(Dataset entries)
* * * * * * * * *
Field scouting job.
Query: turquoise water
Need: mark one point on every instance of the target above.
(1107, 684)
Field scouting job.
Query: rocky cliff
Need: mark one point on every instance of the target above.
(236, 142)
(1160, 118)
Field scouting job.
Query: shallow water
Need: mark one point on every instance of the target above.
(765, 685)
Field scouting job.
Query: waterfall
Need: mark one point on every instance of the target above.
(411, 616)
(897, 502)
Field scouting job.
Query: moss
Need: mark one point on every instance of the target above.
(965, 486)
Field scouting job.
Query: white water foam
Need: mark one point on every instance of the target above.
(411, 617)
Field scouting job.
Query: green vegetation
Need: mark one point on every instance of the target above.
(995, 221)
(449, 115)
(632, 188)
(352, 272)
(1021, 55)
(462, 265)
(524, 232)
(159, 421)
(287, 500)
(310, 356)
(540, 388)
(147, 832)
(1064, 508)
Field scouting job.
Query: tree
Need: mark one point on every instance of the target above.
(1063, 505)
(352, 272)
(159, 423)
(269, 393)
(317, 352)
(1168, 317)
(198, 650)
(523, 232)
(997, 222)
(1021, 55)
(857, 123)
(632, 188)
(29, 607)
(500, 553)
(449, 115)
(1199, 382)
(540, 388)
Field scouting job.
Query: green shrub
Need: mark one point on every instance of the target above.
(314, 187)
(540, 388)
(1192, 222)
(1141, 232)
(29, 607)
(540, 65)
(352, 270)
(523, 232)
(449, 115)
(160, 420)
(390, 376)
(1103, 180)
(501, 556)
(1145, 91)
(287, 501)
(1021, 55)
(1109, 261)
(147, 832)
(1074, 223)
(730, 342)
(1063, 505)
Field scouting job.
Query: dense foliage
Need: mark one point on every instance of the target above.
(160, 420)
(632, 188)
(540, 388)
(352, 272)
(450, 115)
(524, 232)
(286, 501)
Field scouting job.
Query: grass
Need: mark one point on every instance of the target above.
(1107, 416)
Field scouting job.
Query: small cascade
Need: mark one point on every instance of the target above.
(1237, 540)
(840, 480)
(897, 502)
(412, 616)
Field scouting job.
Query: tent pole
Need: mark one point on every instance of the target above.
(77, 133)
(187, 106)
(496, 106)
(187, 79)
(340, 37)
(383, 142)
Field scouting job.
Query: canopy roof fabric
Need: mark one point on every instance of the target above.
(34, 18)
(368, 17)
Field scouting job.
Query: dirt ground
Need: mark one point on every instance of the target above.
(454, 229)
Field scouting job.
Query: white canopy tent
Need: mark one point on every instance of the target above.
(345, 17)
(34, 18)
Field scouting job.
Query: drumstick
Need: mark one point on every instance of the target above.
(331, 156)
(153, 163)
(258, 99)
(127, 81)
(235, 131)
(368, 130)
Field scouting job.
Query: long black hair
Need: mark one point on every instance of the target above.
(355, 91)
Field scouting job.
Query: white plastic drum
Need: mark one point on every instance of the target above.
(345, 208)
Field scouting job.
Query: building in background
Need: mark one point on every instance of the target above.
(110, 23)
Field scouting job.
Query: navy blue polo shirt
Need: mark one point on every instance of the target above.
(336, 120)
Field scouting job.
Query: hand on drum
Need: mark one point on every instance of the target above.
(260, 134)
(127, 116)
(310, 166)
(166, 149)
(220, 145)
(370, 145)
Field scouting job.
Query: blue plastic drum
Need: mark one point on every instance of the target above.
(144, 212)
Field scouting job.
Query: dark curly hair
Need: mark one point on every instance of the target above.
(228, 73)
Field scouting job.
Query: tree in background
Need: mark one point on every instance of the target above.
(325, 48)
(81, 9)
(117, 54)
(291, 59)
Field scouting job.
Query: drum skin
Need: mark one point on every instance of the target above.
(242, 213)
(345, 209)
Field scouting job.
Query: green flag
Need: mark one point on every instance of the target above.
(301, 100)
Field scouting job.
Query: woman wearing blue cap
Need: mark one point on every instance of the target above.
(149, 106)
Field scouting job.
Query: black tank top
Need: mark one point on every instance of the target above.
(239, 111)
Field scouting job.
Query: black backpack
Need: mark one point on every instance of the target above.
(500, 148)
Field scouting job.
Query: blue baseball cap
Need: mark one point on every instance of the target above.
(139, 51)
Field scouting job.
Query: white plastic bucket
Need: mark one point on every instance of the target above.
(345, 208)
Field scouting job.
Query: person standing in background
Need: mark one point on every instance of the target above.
* * * * * * * * *
> **Prompt**: Restate each entry above word for word.

> **Written answer**:
Field scouting job.
Query: turquoise water
Need: mark one point on every instance of the target above.
(1107, 684)
Field scouting job.
Query: rocky cliff
Need: mark one point on every instance of the target above.
(236, 142)
(1160, 118)
Field scouting job.
Query: shallow water
Need: mark one point on every instance of the target above.
(765, 685)
Field scouting job.
Query: waterfall
Need: mark one point on every instance of the target above.
(411, 616)
(897, 502)
Field scouting job.
Query: moss
Need: mark one point on every instance of the target above.
(965, 486)
Field scouting job.
Query: white water foam
Need: mark one point on every instance of the target above.
(411, 617)
Field scouting job.
Query: green vegetation
Need: mark one point on every instance of the target above.
(995, 221)
(449, 115)
(632, 188)
(352, 272)
(1021, 55)
(462, 265)
(524, 232)
(159, 421)
(287, 500)
(310, 356)
(540, 388)
(147, 832)
(1064, 508)
Field scouting job.
Query: tree
Need: mark one point on every instance of the target above.
(1063, 505)
(352, 272)
(159, 423)
(269, 393)
(317, 352)
(1168, 317)
(198, 650)
(523, 232)
(997, 222)
(1021, 55)
(857, 123)
(632, 188)
(29, 607)
(500, 553)
(449, 115)
(1199, 382)
(540, 388)
Field scouting job.
Query: green shrub
Need: mark one point on every instance of the target above.
(314, 187)
(540, 388)
(1192, 222)
(1141, 232)
(29, 607)
(540, 65)
(352, 270)
(523, 232)
(449, 115)
(160, 420)
(390, 376)
(1103, 180)
(501, 556)
(1145, 91)
(287, 501)
(1021, 55)
(1109, 261)
(147, 832)
(1074, 223)
(730, 342)
(1063, 505)
Field scouting job.
Query: dense foliage
Need: mark one point on every instance of the target above.
(160, 420)
(632, 188)
(540, 388)
(352, 272)
(450, 115)
(524, 232)
(286, 501)
Field scouting job.
Query: grass
Need: mark one point on every instance of the target above.
(1107, 416)
Field scouting job.
Query: small cascade
Need: mark one point on every instance of the target above.
(1237, 540)
(840, 480)
(897, 502)
(412, 616)
Field scouting job.
Query: tent pole
Need: mark one point on every instance of the target above.
(77, 133)
(187, 106)
(496, 106)
(187, 79)
(340, 37)
(383, 142)
Field scouting job.
Query: canopy roof fabric
Need: mark one point on every instance of the target above.
(34, 18)
(368, 17)
Field scouting job.
Query: dirt ground
Need: mark one point on every instance of the target above.
(454, 229)
Field scouting job.
Query: white canopy tent
Need: mark one point on every instance of the target above.
(345, 17)
(34, 18)
Field scouting job.
Query: drumstick
Need: mark one point on every instance of the target above.
(331, 156)
(153, 163)
(258, 99)
(127, 81)
(235, 131)
(368, 130)
Field scouting job.
Query: long black hair
Need: mark one point on every instance of the target above.
(355, 91)
Field scouting job.
Query: white plastic drum
Need: mark one point on every instance of the target above.
(345, 208)
Field scouting job.
Query: building in background
Need: mark one point on every instance of the target above.
(110, 23)
Field scouting job.
Query: navy blue polo shirt
Need: mark one point on every instance of the target above.
(336, 120)
Field scouting job.
Query: hand on drum
Need: mark one point on every instance of the target above.
(260, 134)
(127, 116)
(310, 166)
(166, 149)
(220, 145)
(370, 145)
Field scouting job.
Query: blue plastic drum
Need: mark one point on every instance of the target above.
(144, 212)
Field scouting job.
Query: dark curly hair
Need: mark one point on every instance of the target above.
(228, 73)
Field scouting job.
Query: tree in background
Need: mark one point on every instance of the target above.
(325, 48)
(81, 9)
(117, 54)
(291, 59)
Field scouting job.
Query: drum skin
Need: mark one point on every instance of the target above.
(242, 213)
(345, 209)
Field scouting job.
Query: green flag
Need: mark one point on every instance of the target above.
(301, 100)
Field scouting job.
Query: woman wearing blue cap
Need: mark one point on every instance of the target above.
(149, 106)
Field scouting job.
Query: black tank top
Need: mark one point on every instance of the target above.
(239, 111)
Field scouting job.
Query: black backpack
Need: mark one point on every instance of the target above.
(500, 148)
Field scouting job.
Query: blue baseball cap
Need: mark one point on every instance of the target above.
(139, 51)
Field scouting job.
Query: white plastic bucket
Need: mark one point on every instance of the target above.
(345, 208)
Field scouting job.
Query: person standing in background
Need: mark one point on every instance of the target above.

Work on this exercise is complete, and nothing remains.